Aim:
Provide an exact reproduction of every entry.

(Entries from a point annotation set)
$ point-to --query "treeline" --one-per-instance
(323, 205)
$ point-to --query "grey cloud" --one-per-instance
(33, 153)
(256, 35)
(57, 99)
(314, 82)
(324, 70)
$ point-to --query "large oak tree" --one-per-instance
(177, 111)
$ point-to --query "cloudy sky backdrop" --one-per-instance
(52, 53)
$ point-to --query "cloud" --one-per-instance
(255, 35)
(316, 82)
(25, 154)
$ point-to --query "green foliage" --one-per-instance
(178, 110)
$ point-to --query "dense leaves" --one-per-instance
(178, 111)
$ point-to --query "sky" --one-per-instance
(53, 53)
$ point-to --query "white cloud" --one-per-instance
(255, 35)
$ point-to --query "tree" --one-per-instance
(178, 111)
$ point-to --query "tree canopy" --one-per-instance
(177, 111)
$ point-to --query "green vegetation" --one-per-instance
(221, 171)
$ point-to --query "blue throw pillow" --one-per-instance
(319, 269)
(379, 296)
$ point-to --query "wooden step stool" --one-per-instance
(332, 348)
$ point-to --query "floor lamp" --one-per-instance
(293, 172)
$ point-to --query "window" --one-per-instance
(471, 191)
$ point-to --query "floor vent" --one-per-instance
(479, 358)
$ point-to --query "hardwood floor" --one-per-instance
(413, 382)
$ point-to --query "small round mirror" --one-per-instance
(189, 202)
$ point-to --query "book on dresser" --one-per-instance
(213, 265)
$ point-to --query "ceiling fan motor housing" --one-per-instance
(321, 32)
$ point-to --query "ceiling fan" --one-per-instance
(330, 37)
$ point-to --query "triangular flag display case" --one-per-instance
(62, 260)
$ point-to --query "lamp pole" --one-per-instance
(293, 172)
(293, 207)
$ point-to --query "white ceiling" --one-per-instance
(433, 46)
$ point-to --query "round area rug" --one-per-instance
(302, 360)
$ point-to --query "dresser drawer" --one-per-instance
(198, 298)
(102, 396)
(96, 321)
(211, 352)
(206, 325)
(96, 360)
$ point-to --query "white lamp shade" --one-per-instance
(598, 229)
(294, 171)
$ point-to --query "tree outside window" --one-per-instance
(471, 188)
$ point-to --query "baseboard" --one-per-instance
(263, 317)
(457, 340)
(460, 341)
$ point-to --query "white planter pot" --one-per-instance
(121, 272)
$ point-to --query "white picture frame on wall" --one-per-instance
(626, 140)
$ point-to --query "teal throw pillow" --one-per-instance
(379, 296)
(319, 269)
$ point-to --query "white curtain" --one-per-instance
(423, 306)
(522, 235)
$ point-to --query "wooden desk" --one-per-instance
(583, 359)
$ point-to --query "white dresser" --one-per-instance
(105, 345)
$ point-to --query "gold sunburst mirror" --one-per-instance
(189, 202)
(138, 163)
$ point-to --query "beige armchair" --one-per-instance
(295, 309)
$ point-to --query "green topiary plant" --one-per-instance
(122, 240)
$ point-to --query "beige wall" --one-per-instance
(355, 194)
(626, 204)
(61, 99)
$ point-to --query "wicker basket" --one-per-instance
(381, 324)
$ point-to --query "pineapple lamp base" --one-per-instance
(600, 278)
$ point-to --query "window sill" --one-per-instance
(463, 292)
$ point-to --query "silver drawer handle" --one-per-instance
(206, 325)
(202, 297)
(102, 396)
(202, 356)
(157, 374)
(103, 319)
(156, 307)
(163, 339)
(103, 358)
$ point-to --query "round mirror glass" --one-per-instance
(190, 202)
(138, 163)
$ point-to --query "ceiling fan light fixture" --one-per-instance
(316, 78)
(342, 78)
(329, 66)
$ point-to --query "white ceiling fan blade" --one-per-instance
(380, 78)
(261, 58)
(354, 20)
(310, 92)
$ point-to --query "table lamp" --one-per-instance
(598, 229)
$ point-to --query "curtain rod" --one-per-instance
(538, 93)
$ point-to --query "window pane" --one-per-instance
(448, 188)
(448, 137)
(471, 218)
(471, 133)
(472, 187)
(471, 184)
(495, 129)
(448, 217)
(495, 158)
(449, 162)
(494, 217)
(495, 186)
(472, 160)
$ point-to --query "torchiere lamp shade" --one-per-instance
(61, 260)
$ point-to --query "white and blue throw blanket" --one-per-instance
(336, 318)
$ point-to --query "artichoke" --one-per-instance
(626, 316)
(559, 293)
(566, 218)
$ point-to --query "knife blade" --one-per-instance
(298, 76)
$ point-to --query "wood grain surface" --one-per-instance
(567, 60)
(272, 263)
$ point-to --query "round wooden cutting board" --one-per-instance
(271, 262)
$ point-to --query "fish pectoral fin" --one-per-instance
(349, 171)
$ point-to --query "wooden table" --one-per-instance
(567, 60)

Solution for this task:
$ point-to --query "treeline" --one-per-instance
(323, 205)
$ point-to --query "grey cloud" --one-per-instance
(33, 153)
(256, 35)
(57, 99)
(314, 82)
(324, 70)
$ point-to --query "large oak tree" --one-per-instance
(177, 111)
$ point-to --query "cloudy sky backdrop" --one-per-instance
(52, 53)
$ point-to --query "cloud" --one-per-instance
(255, 35)
(316, 82)
(25, 154)
$ point-to --query "green foliage" --one-per-instance
(178, 110)
$ point-to --query "dense leaves" --one-per-instance
(178, 111)
$ point-to --query "sky" --one-per-instance
(53, 53)
$ point-to --query "white cloud" --one-per-instance
(255, 35)
$ point-to --query "tree" --one-per-instance
(178, 111)
$ point-to --query "tree canopy" --one-per-instance
(177, 111)
$ point-to --query "green vegetation" --one-per-instance
(221, 171)
$ point-to --query "blue throw pillow" --one-per-instance
(319, 269)
(379, 296)
$ point-to --query "wooden step stool" --one-per-instance
(332, 348)
$ point-to --query "floor lamp" --one-per-instance
(293, 172)
$ point-to --query "window" --one-per-instance
(471, 191)
$ point-to --query "floor vent" --one-per-instance
(479, 358)
$ point-to --query "hardwood floor" --one-per-instance
(413, 382)
$ point-to --query "small round mirror" --one-per-instance
(189, 202)
$ point-to --query "book on dresser" --one-per-instance
(213, 265)
$ point-to --query "ceiling fan motor housing" --one-per-instance
(321, 32)
$ point-to --query "ceiling fan" --one-per-instance
(330, 37)
$ point-to --query "triangular flag display case" --one-per-instance
(62, 260)
$ point-to --query "lamp pole" --one-per-instance
(293, 172)
(293, 207)
$ point-to --query "white ceiling" --one-per-instance
(433, 46)
$ point-to --query "round area rug" --one-per-instance
(302, 360)
$ point-to --query "dresser drawer" --one-per-instance
(198, 298)
(102, 396)
(96, 321)
(211, 352)
(206, 325)
(96, 360)
$ point-to --query "white lamp shade" --one-per-instance
(598, 229)
(294, 171)
$ point-to --query "tree outside window" --one-per-instance
(471, 188)
$ point-to --query "baseboard" --one-per-instance
(263, 317)
(457, 340)
(460, 341)
$ point-to --query "white planter pot" --one-per-instance
(121, 272)
$ point-to --query "white picture frame on wall" --one-per-instance
(626, 140)
$ point-to --query "teal throw pillow" --one-per-instance
(379, 296)
(319, 269)
$ point-to --query "white curtain" --one-per-instance
(423, 306)
(522, 235)
$ point-to --query "wooden desk" --one-per-instance
(583, 359)
$ point-to --query "white dresser" --one-per-instance
(105, 345)
$ point-to --query "gold sunburst mirror" --one-per-instance
(189, 202)
(138, 163)
$ point-to --query "beige armchair" --one-per-instance
(295, 309)
$ point-to --query "green topiary plant" --one-per-instance
(122, 240)
$ point-to --query "beige wall" --one-per-instance
(355, 194)
(626, 204)
(61, 99)
$ point-to --query "wicker basket" --one-per-instance
(381, 324)
$ point-to --query "pineapple lamp base" --one-per-instance
(600, 278)
$ point-to --query "window sill" --one-per-instance
(463, 292)
$ point-to --query "silver drawer handle" --one-per-instance
(206, 325)
(202, 297)
(102, 396)
(202, 356)
(157, 374)
(103, 319)
(156, 307)
(163, 339)
(103, 358)
$ point-to --query "round mirror glass" --one-per-instance
(190, 202)
(138, 163)
$ point-to --query "ceiling fan light fixture" --one-per-instance
(316, 78)
(342, 78)
(329, 66)
$ point-to --query "white ceiling fan blade" --one-per-instance
(380, 78)
(261, 58)
(354, 20)
(310, 92)
$ point-to --query "table lamp" --one-per-instance
(598, 229)
$ point-to --query "curtain rod" --one-per-instance
(538, 93)
$ point-to --query "window pane" --one-per-instance
(448, 188)
(448, 137)
(471, 218)
(471, 133)
(472, 187)
(471, 184)
(495, 129)
(448, 217)
(495, 158)
(449, 162)
(494, 217)
(495, 186)
(472, 160)
$ point-to --query "torchiere lamp shade" --one-per-instance
(61, 260)
$ point-to --query "white and blue throw blanket" --one-per-instance
(336, 318)
$ point-to --query "artichoke" --one-per-instance
(626, 316)
(559, 293)
(566, 218)
$ point-to --query "knife blade" --one-per-instance
(298, 76)
$ point-to --query "wood grain surface" --one-per-instance
(567, 60)
(272, 263)
$ point-to --query "round wooden cutting board" --one-per-instance
(271, 262)
$ point-to --query "fish pectoral fin" --one-per-instance
(349, 171)
$ point-to --query "wooden table" --one-per-instance
(567, 60)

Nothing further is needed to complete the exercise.